The past week has been a whirlwind of lumbering, heavy sweating, porch painting, lawn mowing, appointments, beer consumption, and generalized slack.

All of that is my way of saying that while on the outside, I may appear to have my finger(s) in the gaping chest wound of social media and unreadable content creation, I really don’t care much these days, which is a good thing.

I’ve included a post I wrote last week below, then didn’t publish. Read if you want or do not.

Hoping to get out before the heavy storms arrive later today, but if not, there’s always tomorrow. Or not.

Later.

Of Eagles and Bulldogs

I wrote the following last week. I then realized that I wrote, or at least THINK I wrote something similar, about a wildlife interaction a couple of months ago. So, I aborted. I have no photos that relate to the actual words other than a photo of Lola.

Sorry.

— Management

I was about 4 miles in and finishing up a back loop at Deerfield, known as the Covered Bridge Trail; as I briskly made my way back towards said bridge, out of the corner of my eye, I saw an immature bald eagle doing immature bald eagle shit (fishing) down in the river before it heard me coming and quickly took off over my head.

I could hear the flapping of its large wings above as water droplets fell onto the trail in front of me. I could also see that the maturing juvi was starting to turn “bald” with hints of white feathers on its head as it flew majestically (sadly, there really is no other word for it) above, following the winding river with mid-summer greenery flanking its banks. 

I was in awe.

The only camera I had was the small Fuji x70 ensconced tightly in my pack’s pocket; truthfully, I did not even attempt to grab it. I was too in awe and was content to stand completely alone and watch while talking aloud, “Holy shit, look at that!”

+ + + + +

Can you continue the blog post about the eagle sighting on the Covered Bridge Trail, picking up right after its last sentence? The material after this point comes from a separate source, not from the blog post about the eagle sighting.

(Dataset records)

+ + + + +

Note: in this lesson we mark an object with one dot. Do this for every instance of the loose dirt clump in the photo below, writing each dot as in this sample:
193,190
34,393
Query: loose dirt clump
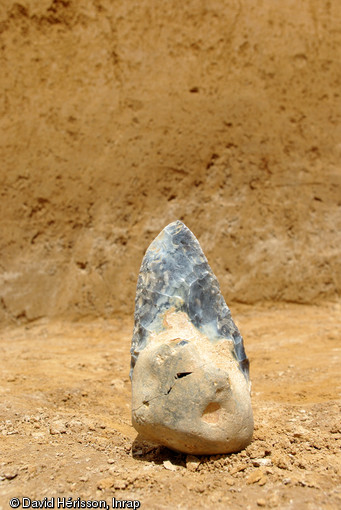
66,426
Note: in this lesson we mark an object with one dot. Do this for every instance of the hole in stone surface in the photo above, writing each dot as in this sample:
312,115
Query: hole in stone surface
212,413
179,375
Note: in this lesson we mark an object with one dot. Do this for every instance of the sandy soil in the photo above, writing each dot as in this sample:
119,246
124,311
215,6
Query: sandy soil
65,406
116,118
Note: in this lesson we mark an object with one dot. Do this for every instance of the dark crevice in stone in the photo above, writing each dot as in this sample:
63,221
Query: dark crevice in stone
182,374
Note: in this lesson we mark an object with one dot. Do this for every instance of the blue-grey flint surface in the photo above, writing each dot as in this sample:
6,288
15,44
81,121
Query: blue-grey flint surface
175,273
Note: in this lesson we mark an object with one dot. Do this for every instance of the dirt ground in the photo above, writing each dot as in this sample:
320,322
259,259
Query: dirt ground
116,118
66,427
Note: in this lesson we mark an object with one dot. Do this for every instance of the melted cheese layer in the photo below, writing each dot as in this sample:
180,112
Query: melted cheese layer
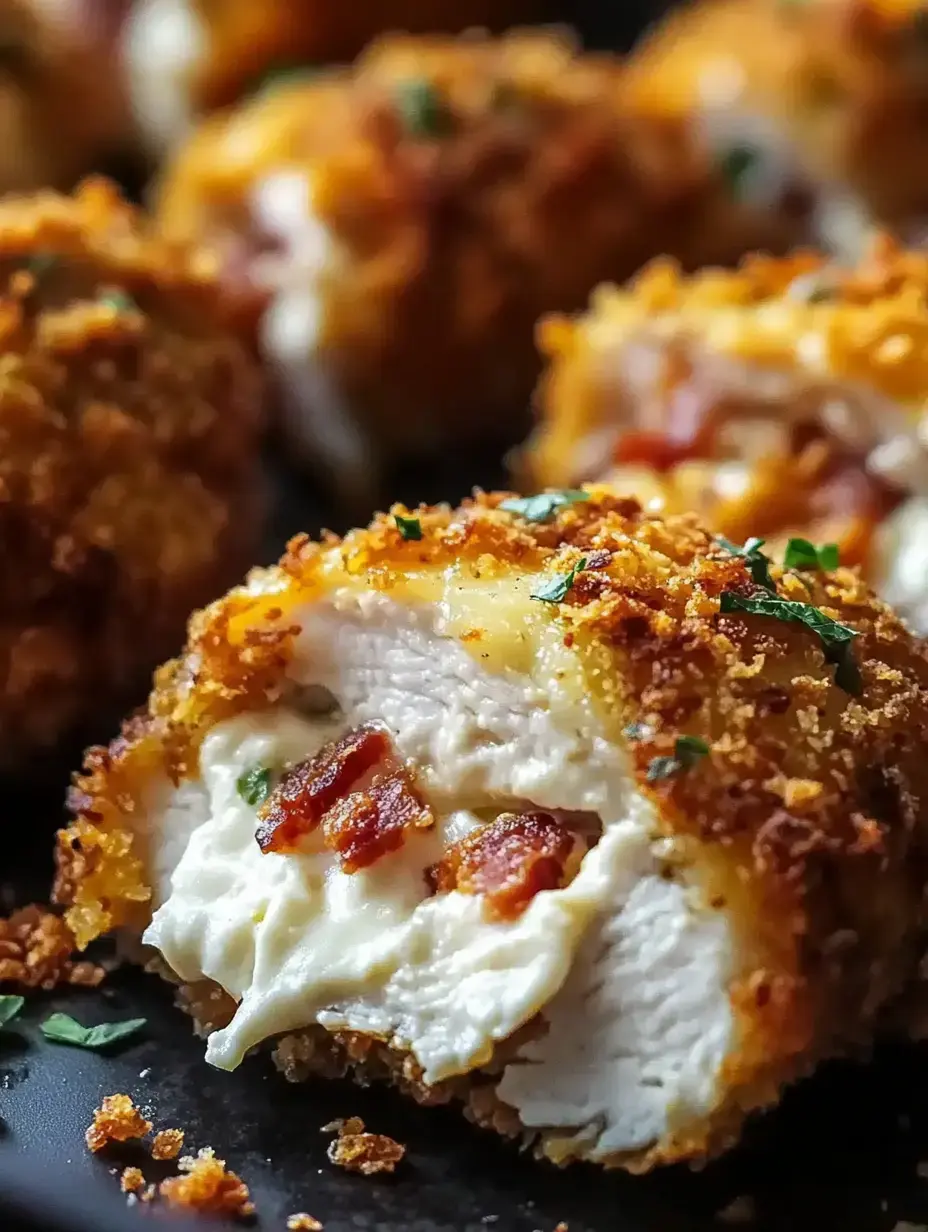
295,940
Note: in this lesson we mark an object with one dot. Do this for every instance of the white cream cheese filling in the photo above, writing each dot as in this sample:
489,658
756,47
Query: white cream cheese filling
295,940
163,42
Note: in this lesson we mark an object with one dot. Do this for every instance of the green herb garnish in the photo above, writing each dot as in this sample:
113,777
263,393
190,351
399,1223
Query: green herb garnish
687,752
63,1029
9,1008
555,590
424,115
118,301
836,638
408,527
544,505
802,555
740,164
254,785
757,563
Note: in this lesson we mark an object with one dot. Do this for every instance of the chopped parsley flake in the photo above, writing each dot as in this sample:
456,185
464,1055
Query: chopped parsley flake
757,563
836,638
422,109
254,786
408,527
687,752
802,555
556,590
63,1029
118,301
544,505
9,1008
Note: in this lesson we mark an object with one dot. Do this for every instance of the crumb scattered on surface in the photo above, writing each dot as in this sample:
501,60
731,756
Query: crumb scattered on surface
131,1180
358,1151
740,1210
36,949
206,1185
166,1143
116,1120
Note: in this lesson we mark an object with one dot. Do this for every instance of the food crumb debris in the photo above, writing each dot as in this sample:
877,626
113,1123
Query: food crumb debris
36,949
206,1185
740,1210
356,1151
166,1143
116,1120
131,1180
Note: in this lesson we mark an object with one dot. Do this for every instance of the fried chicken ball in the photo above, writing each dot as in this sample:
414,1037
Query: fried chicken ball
184,58
550,806
789,398
128,424
832,91
61,107
406,223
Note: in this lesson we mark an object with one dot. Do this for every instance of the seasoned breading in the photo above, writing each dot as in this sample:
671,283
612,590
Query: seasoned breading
399,226
784,398
727,784
128,471
833,90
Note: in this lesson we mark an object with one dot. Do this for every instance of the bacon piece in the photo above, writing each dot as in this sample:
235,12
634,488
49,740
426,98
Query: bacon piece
508,861
367,824
298,803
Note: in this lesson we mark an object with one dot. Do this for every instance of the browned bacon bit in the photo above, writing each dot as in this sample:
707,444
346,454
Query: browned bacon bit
366,1153
298,803
367,824
508,861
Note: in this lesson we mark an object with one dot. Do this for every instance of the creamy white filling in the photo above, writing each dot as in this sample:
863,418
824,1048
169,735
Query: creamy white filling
317,417
163,42
635,957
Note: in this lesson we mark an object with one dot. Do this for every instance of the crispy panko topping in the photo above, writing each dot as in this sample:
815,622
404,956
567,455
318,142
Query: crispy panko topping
207,1187
508,861
166,1143
131,1180
116,1120
356,1151
36,949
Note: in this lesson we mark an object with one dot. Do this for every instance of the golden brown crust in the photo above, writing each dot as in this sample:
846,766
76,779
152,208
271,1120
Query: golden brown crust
128,424
534,184
805,818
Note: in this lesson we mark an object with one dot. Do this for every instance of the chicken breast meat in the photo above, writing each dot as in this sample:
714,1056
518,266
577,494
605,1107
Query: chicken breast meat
128,460
542,805
398,228
831,93
784,399
184,58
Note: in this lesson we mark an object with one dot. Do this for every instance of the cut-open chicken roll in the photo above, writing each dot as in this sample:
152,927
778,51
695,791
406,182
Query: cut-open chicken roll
786,398
550,806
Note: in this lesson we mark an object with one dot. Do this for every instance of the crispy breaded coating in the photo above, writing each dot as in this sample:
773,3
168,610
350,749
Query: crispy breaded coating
116,1120
807,814
128,471
786,397
415,213
834,86
206,1185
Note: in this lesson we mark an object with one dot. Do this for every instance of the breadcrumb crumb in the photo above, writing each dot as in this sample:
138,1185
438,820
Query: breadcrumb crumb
166,1143
206,1185
366,1153
36,949
131,1180
116,1120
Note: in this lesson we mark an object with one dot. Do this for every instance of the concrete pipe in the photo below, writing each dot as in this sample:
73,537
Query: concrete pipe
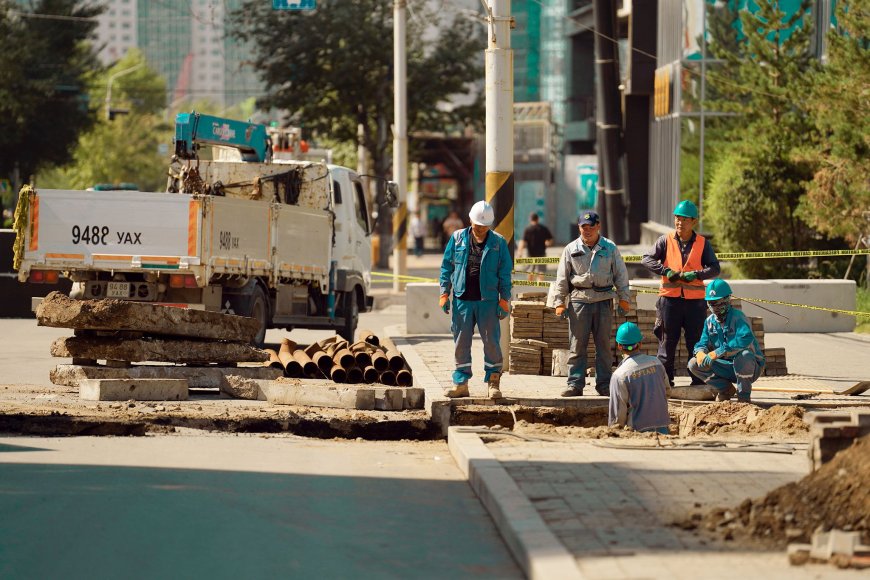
370,374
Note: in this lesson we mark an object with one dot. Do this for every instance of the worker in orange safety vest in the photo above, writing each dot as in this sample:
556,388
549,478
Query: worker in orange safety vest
683,259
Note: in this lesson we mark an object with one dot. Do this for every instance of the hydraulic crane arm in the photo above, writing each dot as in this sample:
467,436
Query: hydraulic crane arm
192,130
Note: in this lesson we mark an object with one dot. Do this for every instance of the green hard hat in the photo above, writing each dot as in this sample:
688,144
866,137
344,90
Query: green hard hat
717,289
686,209
628,334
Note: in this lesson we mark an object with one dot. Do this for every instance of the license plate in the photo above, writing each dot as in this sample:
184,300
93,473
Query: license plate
118,290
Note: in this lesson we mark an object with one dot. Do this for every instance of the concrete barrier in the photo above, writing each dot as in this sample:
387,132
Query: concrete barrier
424,317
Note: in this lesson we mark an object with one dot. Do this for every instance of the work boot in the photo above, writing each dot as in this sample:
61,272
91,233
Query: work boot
494,382
460,390
725,394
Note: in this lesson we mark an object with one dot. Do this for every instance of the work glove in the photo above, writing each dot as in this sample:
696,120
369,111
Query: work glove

+ + + + +

→ WRITTEN REPLY:
I’m not going to lie; my heel was aching, and my mind was distracted by the post-hike trip to Home Despot I needed to make for paint supplies and the actual task of painting the front porch that I promised myself I would start after. But for some reason, seeing that eagle boosted me, and with 4 miles already in my legs, I finished off the remaining mile in front of me with a spring in my increasingly painful step.

I have had multiple bald eagle sightings since I started my near-daily hikes last September, and it never gets old. For me, seeing a bald eagle is like a grizzly bear encounter without the potential paw-to-skull beheading. Somehow it represents that the forest is still wild, and we humans, despite our best efforts to pave over anything green and put up a Dollar General, are just upright walking passengers in nature.

Soon I was home, showered, and off to wander around Home Despot like the unskilled home improver I am to buy paint supplies. After paying, as I walked to my car, I saw a pickup truck in the lot with a cab cover completely wrapped with the image of an angry bald eagle flying with talons at the ready while American flags waved valiantly in the background.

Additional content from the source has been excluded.